Dispatch from Athens #2: The Right cornered, but fighting

by · January 10, 2015

Greek Prime Minister Antonis Samaras is seen inside the parliament during Presidential vote

Greek PM Antonis Samaras

The Right: cornered, but fighting for its life

There are a lot of significant elections in Europe this year — including Britain’s general election in May.

Tomorrow’s “Republican march” of national unity in Paris has morphed into a display of “European solidarity” — or, spelling it out more accurately, of solidarity between European political leaders facing angry electorates.

Where better, then, for Greece’s national-chauvinist prime minister Antonis Samaras to roll up as part of his desperate election campaign to stave off victory by the anti-austerity, left-wing Syriza party?

His presence underlines the political charade and chicanery with which the European elites have responded to the Charlie Hebdo atrocity.

Sunday’s march of “national unity” began to run into the political rapids two days ago when Nicolas Sarkozy and the centre-right UMP called on Socialist Party president Francois Hollande to include Marine Le Pen and the far Right, relaunched fascists of the Front National in the parade.

“I represent a quarter of the French population,” said Le Pen, “how can there be national unity without me?” The question cuts right through the piles of left-wing verbiage claiming that rallying for the republic is the way to unite France against the Right.

Whether by accident or design, Hollande — the most unpopular French president on record — happened upon an elegant solution. The French Republic was to be Europeanised, unity of the nation replaced by another group selfie of EU leaders of the kind that attends every failed summit.

Le Pen could be excluded by ensuring the presence of Cameron, Merkel… and, at his own insistence, it seems, Samaras.

So in order to construct a cordon sanitaire around Le Pen, Hollande will march with Samaras — whose interventions following the Paris killings have been more extreme than those of the Front National leader — and give him a fillip two weeks before polling day.

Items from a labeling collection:

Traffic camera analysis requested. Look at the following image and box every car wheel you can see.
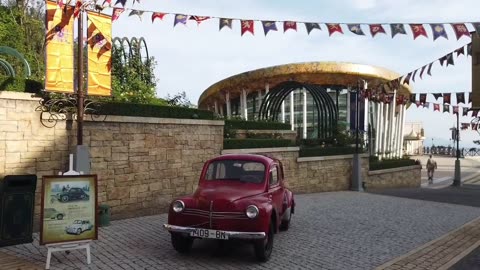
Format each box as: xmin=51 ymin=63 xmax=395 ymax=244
xmin=171 ymin=233 xmax=193 ymax=254
xmin=254 ymin=222 xmax=274 ymax=262
xmin=280 ymin=208 xmax=292 ymax=231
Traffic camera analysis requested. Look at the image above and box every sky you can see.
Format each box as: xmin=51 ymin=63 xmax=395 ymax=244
xmin=113 ymin=0 xmax=480 ymax=147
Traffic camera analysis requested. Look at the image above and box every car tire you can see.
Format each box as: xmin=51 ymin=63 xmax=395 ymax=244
xmin=280 ymin=208 xmax=293 ymax=231
xmin=254 ymin=222 xmax=274 ymax=262
xmin=171 ymin=233 xmax=193 ymax=254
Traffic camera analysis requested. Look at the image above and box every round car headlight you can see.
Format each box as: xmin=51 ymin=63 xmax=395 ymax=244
xmin=245 ymin=205 xmax=259 ymax=218
xmin=172 ymin=200 xmax=185 ymax=213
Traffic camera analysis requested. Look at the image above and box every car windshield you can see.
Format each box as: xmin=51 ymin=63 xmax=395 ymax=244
xmin=205 ymin=160 xmax=265 ymax=184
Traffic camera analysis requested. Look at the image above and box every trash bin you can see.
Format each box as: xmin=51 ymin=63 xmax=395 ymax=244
xmin=0 ymin=175 xmax=37 ymax=247
xmin=98 ymin=204 xmax=110 ymax=227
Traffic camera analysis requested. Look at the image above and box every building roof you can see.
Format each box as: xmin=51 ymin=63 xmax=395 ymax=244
xmin=198 ymin=62 xmax=412 ymax=107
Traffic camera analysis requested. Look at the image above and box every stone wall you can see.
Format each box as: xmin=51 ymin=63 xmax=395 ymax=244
xmin=0 ymin=91 xmax=224 ymax=227
xmin=365 ymin=165 xmax=422 ymax=189
xmin=222 ymin=147 xmax=368 ymax=193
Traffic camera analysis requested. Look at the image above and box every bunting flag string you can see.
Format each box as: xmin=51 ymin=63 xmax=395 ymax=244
xmin=66 ymin=0 xmax=480 ymax=40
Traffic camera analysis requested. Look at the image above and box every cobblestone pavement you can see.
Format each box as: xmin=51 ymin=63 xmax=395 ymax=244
xmin=0 ymin=192 xmax=480 ymax=269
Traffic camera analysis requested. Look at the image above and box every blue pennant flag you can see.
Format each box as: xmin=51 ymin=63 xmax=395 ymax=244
xmin=390 ymin=23 xmax=407 ymax=38
xmin=430 ymin=23 xmax=448 ymax=41
xmin=262 ymin=21 xmax=278 ymax=36
xmin=347 ymin=24 xmax=365 ymax=36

• **EXERCISE TASKS**:
a – Reproduce the records verbatim, from the line that contains "pavement you can see." through the last line of the records, including both of those lines.
b – Carry on the dispatch from Athens about Samaras and the Paris march, starting right after its final sentence.

• **THE ANSWERS**:
a –
Traffic camera analysis requested. Look at the image above and box every cobblestone pavement you can see.
Format each box as: xmin=51 ymin=63 xmax=395 ymax=244
xmin=0 ymin=192 xmax=480 ymax=269
Traffic camera analysis requested. Look at the image above and box every blue pennant flag you can see.
Format each box as: xmin=51 ymin=63 xmax=395 ymax=244
xmin=390 ymin=23 xmax=407 ymax=38
xmin=430 ymin=23 xmax=448 ymax=41
xmin=262 ymin=21 xmax=278 ymax=36
xmin=347 ymin=24 xmax=365 ymax=36

b –
Syriza and the Left are ahead in the polls. For 70 years anti-Communism — through state policy and force of arms — has kept the Left in Greece in opposition (sometimes in exiled opposition).

That Syriza could hold office following 25 January is immense. I aim in these despatches to unpick the implications and meaning of that in some detail.

But we should not lose sight of the Right. New Democracy is only just behind Syriza in the opinion polls. And on the eve of the great display of European hypocrisy in Paris I want today to shed some light on the recesses of the Greek Right.

Lineages of the absolutist Right 

Across Western Europe as a whole the decades of post-war stability allowed for a transformation of politics from the mass, violent clashes of the 1930s into the more pacific confines of parliamentary democracy.

Christian Democracy emerged — or, rather, was crafted with great resource and effort — as a broad church for a range of forces which had in the interwar years fought for political power under their own banners: national conservatives, industrialists, religious conservatives, liberals, fascists… right-wing chancers of all kinds.

In Greece the process was delayed and took a peculiar course. The anti-Communist civil war of 1945-49 led to three decades of illegality for the Left, which had to operate under front organisations. The Cold War entrenched in power — backed by the US and Britain — a monarchist, authoritarian Right for whom political violence was customary.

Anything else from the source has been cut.